Problem requirements: Write out every record below exactly as it appears, omitting the pictures.

━━ Data for this exercise ━━

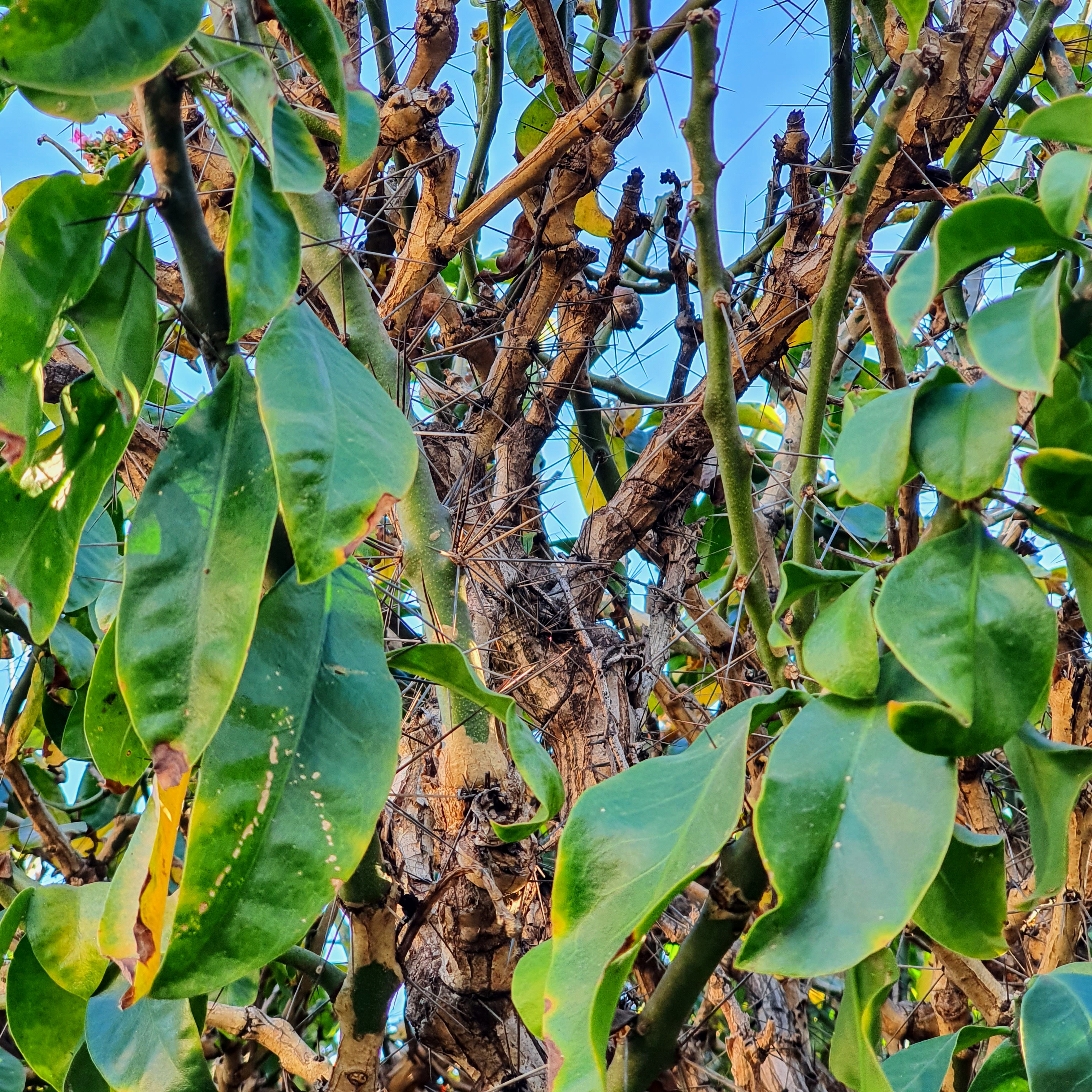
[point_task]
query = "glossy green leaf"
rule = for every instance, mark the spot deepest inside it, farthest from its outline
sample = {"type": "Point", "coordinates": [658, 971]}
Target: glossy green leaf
{"type": "Point", "coordinates": [525, 54]}
{"type": "Point", "coordinates": [316, 30]}
{"type": "Point", "coordinates": [1003, 1072]}
{"type": "Point", "coordinates": [1064, 189]}
{"type": "Point", "coordinates": [292, 785]}
{"type": "Point", "coordinates": [296, 164]}
{"type": "Point", "coordinates": [95, 559]}
{"type": "Point", "coordinates": [52, 254]}
{"type": "Point", "coordinates": [342, 449]}
{"type": "Point", "coordinates": [853, 826]}
{"type": "Point", "coordinates": [13, 918]}
{"type": "Point", "coordinates": [152, 1046]}
{"type": "Point", "coordinates": [12, 1074]}
{"type": "Point", "coordinates": [1067, 122]}
{"type": "Point", "coordinates": [74, 652]}
{"type": "Point", "coordinates": [1065, 420]}
{"type": "Point", "coordinates": [195, 562]}
{"type": "Point", "coordinates": [1060, 479]}
{"type": "Point", "coordinates": [1051, 777]}
{"type": "Point", "coordinates": [263, 257]}
{"type": "Point", "coordinates": [45, 519]}
{"type": "Point", "coordinates": [1056, 1030]}
{"type": "Point", "coordinates": [537, 121]}
{"type": "Point", "coordinates": [858, 1029]}
{"type": "Point", "coordinates": [1017, 339]}
{"type": "Point", "coordinates": [629, 846]}
{"type": "Point", "coordinates": [840, 648]}
{"type": "Point", "coordinates": [798, 581]}
{"type": "Point", "coordinates": [118, 319]}
{"type": "Point", "coordinates": [529, 987]}
{"type": "Point", "coordinates": [966, 908]}
{"type": "Point", "coordinates": [45, 1021]}
{"type": "Point", "coordinates": [115, 747]}
{"type": "Point", "coordinates": [962, 436]}
{"type": "Point", "coordinates": [448, 667]}
{"type": "Point", "coordinates": [965, 616]}
{"type": "Point", "coordinates": [82, 108]}
{"type": "Point", "coordinates": [88, 47]}
{"type": "Point", "coordinates": [922, 1067]}
{"type": "Point", "coordinates": [62, 924]}
{"type": "Point", "coordinates": [299, 166]}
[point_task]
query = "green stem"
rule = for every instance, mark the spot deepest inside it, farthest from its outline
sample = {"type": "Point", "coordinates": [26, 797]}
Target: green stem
{"type": "Point", "coordinates": [385, 48]}
{"type": "Point", "coordinates": [830, 303]}
{"type": "Point", "coordinates": [735, 457]}
{"type": "Point", "coordinates": [652, 1044]}
{"type": "Point", "coordinates": [839, 23]}
{"type": "Point", "coordinates": [969, 154]}
{"type": "Point", "coordinates": [491, 108]}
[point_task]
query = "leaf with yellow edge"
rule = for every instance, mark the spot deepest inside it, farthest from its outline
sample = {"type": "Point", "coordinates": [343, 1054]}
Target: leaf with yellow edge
{"type": "Point", "coordinates": [30, 718]}
{"type": "Point", "coordinates": [591, 495]}
{"type": "Point", "coordinates": [760, 417]}
{"type": "Point", "coordinates": [151, 912]}
{"type": "Point", "coordinates": [591, 219]}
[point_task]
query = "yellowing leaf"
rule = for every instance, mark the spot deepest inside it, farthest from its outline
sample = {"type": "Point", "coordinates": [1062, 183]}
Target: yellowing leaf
{"type": "Point", "coordinates": [591, 495]}
{"type": "Point", "coordinates": [802, 335]}
{"type": "Point", "coordinates": [760, 417]}
{"type": "Point", "coordinates": [591, 219]}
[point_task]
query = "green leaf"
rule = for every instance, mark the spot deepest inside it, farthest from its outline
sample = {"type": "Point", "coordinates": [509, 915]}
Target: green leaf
{"type": "Point", "coordinates": [1064, 189]}
{"type": "Point", "coordinates": [12, 1074]}
{"type": "Point", "coordinates": [1060, 479]}
{"type": "Point", "coordinates": [872, 459]}
{"type": "Point", "coordinates": [922, 1067]}
{"type": "Point", "coordinates": [89, 47]}
{"type": "Point", "coordinates": [296, 164]}
{"type": "Point", "coordinates": [52, 254]}
{"type": "Point", "coordinates": [115, 747]}
{"type": "Point", "coordinates": [292, 785]}
{"type": "Point", "coordinates": [629, 846]}
{"type": "Point", "coordinates": [45, 518]}
{"type": "Point", "coordinates": [118, 319]}
{"type": "Point", "coordinates": [529, 987]}
{"type": "Point", "coordinates": [1067, 122]}
{"type": "Point", "coordinates": [195, 562]}
{"type": "Point", "coordinates": [853, 826]}
{"type": "Point", "coordinates": [299, 166]}
{"type": "Point", "coordinates": [62, 924]}
{"type": "Point", "coordinates": [1056, 1029]}
{"type": "Point", "coordinates": [263, 257]}
{"type": "Point", "coordinates": [858, 1029]}
{"type": "Point", "coordinates": [448, 667]}
{"type": "Point", "coordinates": [74, 652]}
{"type": "Point", "coordinates": [152, 1046]}
{"type": "Point", "coordinates": [316, 30]}
{"type": "Point", "coordinates": [1051, 777]}
{"type": "Point", "coordinates": [1003, 1072]}
{"type": "Point", "coordinates": [798, 581]}
{"type": "Point", "coordinates": [342, 449]}
{"type": "Point", "coordinates": [966, 618]}
{"type": "Point", "coordinates": [537, 121]}
{"type": "Point", "coordinates": [45, 1021]}
{"type": "Point", "coordinates": [962, 436]}
{"type": "Point", "coordinates": [82, 108]}
{"type": "Point", "coordinates": [840, 648]}
{"type": "Point", "coordinates": [1065, 420]}
{"type": "Point", "coordinates": [95, 558]}
{"type": "Point", "coordinates": [966, 909]}
{"type": "Point", "coordinates": [525, 54]}
{"type": "Point", "coordinates": [1017, 339]}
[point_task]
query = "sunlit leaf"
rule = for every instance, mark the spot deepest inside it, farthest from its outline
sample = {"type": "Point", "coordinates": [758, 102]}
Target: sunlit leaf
{"type": "Point", "coordinates": [195, 562]}
{"type": "Point", "coordinates": [342, 450]}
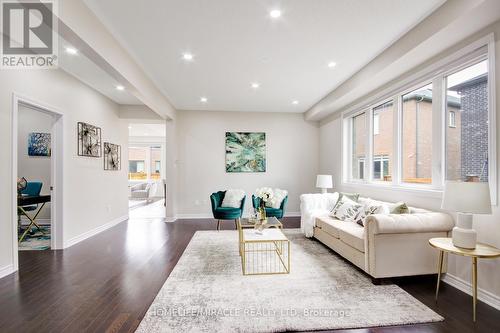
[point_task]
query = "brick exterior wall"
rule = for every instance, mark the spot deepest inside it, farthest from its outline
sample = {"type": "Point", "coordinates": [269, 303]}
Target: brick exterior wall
{"type": "Point", "coordinates": [474, 130]}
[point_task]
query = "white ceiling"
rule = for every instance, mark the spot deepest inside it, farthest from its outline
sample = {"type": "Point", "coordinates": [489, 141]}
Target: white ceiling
{"type": "Point", "coordinates": [89, 73]}
{"type": "Point", "coordinates": [235, 42]}
{"type": "Point", "coordinates": [147, 130]}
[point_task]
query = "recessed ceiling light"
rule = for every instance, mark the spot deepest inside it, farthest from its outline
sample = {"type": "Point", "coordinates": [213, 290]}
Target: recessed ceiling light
{"type": "Point", "coordinates": [71, 50]}
{"type": "Point", "coordinates": [275, 13]}
{"type": "Point", "coordinates": [187, 56]}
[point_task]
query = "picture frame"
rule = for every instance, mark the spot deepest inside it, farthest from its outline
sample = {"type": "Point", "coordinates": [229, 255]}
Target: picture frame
{"type": "Point", "coordinates": [245, 152]}
{"type": "Point", "coordinates": [89, 140]}
{"type": "Point", "coordinates": [112, 156]}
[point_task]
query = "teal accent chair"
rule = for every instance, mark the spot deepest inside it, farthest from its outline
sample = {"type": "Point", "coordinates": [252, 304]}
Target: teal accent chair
{"type": "Point", "coordinates": [225, 213]}
{"type": "Point", "coordinates": [276, 212]}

━━━

Expected answer:
[point_task]
query = "glossy green leaf"
rule = for every instance, mark the spot deepest inside it, farthest from its outline
sample = {"type": "Point", "coordinates": [658, 971]}
Target: glossy green leaf
{"type": "Point", "coordinates": [525, 54]}
{"type": "Point", "coordinates": [316, 30]}
{"type": "Point", "coordinates": [1003, 1072]}
{"type": "Point", "coordinates": [1064, 189]}
{"type": "Point", "coordinates": [292, 785]}
{"type": "Point", "coordinates": [296, 164]}
{"type": "Point", "coordinates": [95, 559]}
{"type": "Point", "coordinates": [52, 254]}
{"type": "Point", "coordinates": [342, 449]}
{"type": "Point", "coordinates": [853, 826]}
{"type": "Point", "coordinates": [13, 918]}
{"type": "Point", "coordinates": [152, 1046]}
{"type": "Point", "coordinates": [12, 1074]}
{"type": "Point", "coordinates": [1067, 122]}
{"type": "Point", "coordinates": [74, 652]}
{"type": "Point", "coordinates": [1065, 420]}
{"type": "Point", "coordinates": [195, 562]}
{"type": "Point", "coordinates": [1060, 479]}
{"type": "Point", "coordinates": [1051, 777]}
{"type": "Point", "coordinates": [263, 257]}
{"type": "Point", "coordinates": [45, 519]}
{"type": "Point", "coordinates": [1056, 1030]}
{"type": "Point", "coordinates": [537, 121]}
{"type": "Point", "coordinates": [858, 1029]}
{"type": "Point", "coordinates": [1017, 339]}
{"type": "Point", "coordinates": [629, 846]}
{"type": "Point", "coordinates": [840, 648]}
{"type": "Point", "coordinates": [798, 581]}
{"type": "Point", "coordinates": [118, 319]}
{"type": "Point", "coordinates": [529, 987]}
{"type": "Point", "coordinates": [966, 908]}
{"type": "Point", "coordinates": [45, 1021]}
{"type": "Point", "coordinates": [115, 747]}
{"type": "Point", "coordinates": [962, 436]}
{"type": "Point", "coordinates": [448, 667]}
{"type": "Point", "coordinates": [965, 616]}
{"type": "Point", "coordinates": [82, 108]}
{"type": "Point", "coordinates": [88, 47]}
{"type": "Point", "coordinates": [922, 1067]}
{"type": "Point", "coordinates": [62, 924]}
{"type": "Point", "coordinates": [299, 166]}
[point_task]
query = "green stem"
rule = for every instance, mark the spot deepest inside it, farthest from its outline
sample = {"type": "Point", "coordinates": [26, 797]}
Target: green stem
{"type": "Point", "coordinates": [385, 48]}
{"type": "Point", "coordinates": [830, 303]}
{"type": "Point", "coordinates": [735, 457]}
{"type": "Point", "coordinates": [652, 1044]}
{"type": "Point", "coordinates": [839, 23]}
{"type": "Point", "coordinates": [969, 154]}
{"type": "Point", "coordinates": [491, 108]}
[point_task]
query = "leaf with yellow edge"
rule = for every instance, mark the spot deepest inside it, farthest from its outline
sample = {"type": "Point", "coordinates": [343, 1054]}
Target: leaf with yellow edge
{"type": "Point", "coordinates": [30, 718]}
{"type": "Point", "coordinates": [591, 495]}
{"type": "Point", "coordinates": [760, 417]}
{"type": "Point", "coordinates": [151, 912]}
{"type": "Point", "coordinates": [591, 219]}
[point_task]
query = "yellowing leaf"
rule = for every instance, mark the spot deepest inside it, farthest from its outline
sample = {"type": "Point", "coordinates": [1062, 183]}
Target: yellowing leaf
{"type": "Point", "coordinates": [591, 495]}
{"type": "Point", "coordinates": [802, 335]}
{"type": "Point", "coordinates": [760, 417]}
{"type": "Point", "coordinates": [591, 219]}
[point_task]
query = "green leaf"
rule = for every instance, mark the spot deepest inside it, farthest from its outline
sample = {"type": "Point", "coordinates": [509, 915]}
Target: green leaf
{"type": "Point", "coordinates": [1064, 189]}
{"type": "Point", "coordinates": [12, 1074]}
{"type": "Point", "coordinates": [1060, 479]}
{"type": "Point", "coordinates": [872, 459]}
{"type": "Point", "coordinates": [922, 1067]}
{"type": "Point", "coordinates": [89, 47]}
{"type": "Point", "coordinates": [296, 164]}
{"type": "Point", "coordinates": [52, 254]}
{"type": "Point", "coordinates": [115, 747]}
{"type": "Point", "coordinates": [292, 785]}
{"type": "Point", "coordinates": [629, 846]}
{"type": "Point", "coordinates": [45, 518]}
{"type": "Point", "coordinates": [118, 319]}
{"type": "Point", "coordinates": [529, 987]}
{"type": "Point", "coordinates": [1067, 122]}
{"type": "Point", "coordinates": [195, 562]}
{"type": "Point", "coordinates": [853, 826]}
{"type": "Point", "coordinates": [299, 166]}
{"type": "Point", "coordinates": [62, 924]}
{"type": "Point", "coordinates": [1056, 1029]}
{"type": "Point", "coordinates": [263, 257]}
{"type": "Point", "coordinates": [858, 1029]}
{"type": "Point", "coordinates": [448, 667]}
{"type": "Point", "coordinates": [74, 652]}
{"type": "Point", "coordinates": [152, 1046]}
{"type": "Point", "coordinates": [316, 30]}
{"type": "Point", "coordinates": [1051, 777]}
{"type": "Point", "coordinates": [1003, 1072]}
{"type": "Point", "coordinates": [798, 581]}
{"type": "Point", "coordinates": [342, 449]}
{"type": "Point", "coordinates": [966, 618]}
{"type": "Point", "coordinates": [537, 121]}
{"type": "Point", "coordinates": [45, 1021]}
{"type": "Point", "coordinates": [962, 436]}
{"type": "Point", "coordinates": [82, 108]}
{"type": "Point", "coordinates": [840, 648]}
{"type": "Point", "coordinates": [1065, 420]}
{"type": "Point", "coordinates": [95, 558]}
{"type": "Point", "coordinates": [966, 909]}
{"type": "Point", "coordinates": [525, 54]}
{"type": "Point", "coordinates": [1017, 339]}
[point_task]
query = "sunlit leaf"
rule = for every instance, mark the spot deepest inside it, farthest from its outline
sample = {"type": "Point", "coordinates": [758, 102]}
Target: sunlit leaf
{"type": "Point", "coordinates": [195, 562]}
{"type": "Point", "coordinates": [342, 450]}
[point_task]
query = "brick exterior wall"
rule = for every instance, mark the spot deepest inside it, farthest from its outline
sample = {"type": "Point", "coordinates": [269, 303]}
Target: brick exterior wall
{"type": "Point", "coordinates": [474, 130]}
[point_task]
query = "white ceiling"
rule = for every instance, mark the spot deepest inside it, farthest from its outline
sample = {"type": "Point", "coordinates": [489, 141]}
Target: white ceiling
{"type": "Point", "coordinates": [89, 73]}
{"type": "Point", "coordinates": [235, 42]}
{"type": "Point", "coordinates": [147, 130]}
[point_task]
query = "recessed ceiling light"
rule = for every instance, mark the spot deepest inside it, farthest from its outline
sample = {"type": "Point", "coordinates": [213, 290]}
Target: recessed ceiling light
{"type": "Point", "coordinates": [71, 50]}
{"type": "Point", "coordinates": [275, 13]}
{"type": "Point", "coordinates": [187, 56]}
[point_task]
query = "picture frame"
rule = for every instance, mark the spot deepest inside it, farthest from its outline
sample = {"type": "Point", "coordinates": [229, 255]}
Target: picture frame
{"type": "Point", "coordinates": [245, 152]}
{"type": "Point", "coordinates": [89, 140]}
{"type": "Point", "coordinates": [112, 156]}
[point_task]
query = "teal accent chair"
rule = for every instance, mark the spot deepest inside it, farthest from its outline
sample = {"type": "Point", "coordinates": [252, 304]}
Target: teal accent chair
{"type": "Point", "coordinates": [225, 213]}
{"type": "Point", "coordinates": [276, 212]}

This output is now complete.